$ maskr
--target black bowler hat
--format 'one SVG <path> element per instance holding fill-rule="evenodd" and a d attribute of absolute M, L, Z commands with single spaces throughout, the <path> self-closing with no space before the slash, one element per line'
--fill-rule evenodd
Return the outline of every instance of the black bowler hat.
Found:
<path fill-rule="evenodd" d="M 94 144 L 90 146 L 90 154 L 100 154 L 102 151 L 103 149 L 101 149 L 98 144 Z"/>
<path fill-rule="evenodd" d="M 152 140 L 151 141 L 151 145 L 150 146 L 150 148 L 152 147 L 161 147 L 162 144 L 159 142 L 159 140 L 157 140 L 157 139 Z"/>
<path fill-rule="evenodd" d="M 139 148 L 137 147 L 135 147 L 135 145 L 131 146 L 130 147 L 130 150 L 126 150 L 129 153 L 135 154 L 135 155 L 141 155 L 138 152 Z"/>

------------------------------------------------------------

[Direction]:
Could you put everything from the first line of the listing down to and including the line containing "94 144 L 90" into a JSON list of strings, one string per line, leaving out blank lines?

[Result for this exercise]:
[
  "$ maskr",
  "--target black bowler hat",
  "--format 'one SVG <path> element per instance holding fill-rule=\"evenodd\" and a d attribute of absolute M, L, Z commands with single spaces throughout, the <path> self-closing with no space before the slash, one element per line'",
  "--fill-rule evenodd",
  "Return the outline of every instance of the black bowler hat.",
  "Found:",
  "<path fill-rule=\"evenodd\" d=\"M 94 144 L 90 146 L 90 154 L 100 154 L 102 151 L 103 149 L 101 149 L 98 144 Z\"/>"
]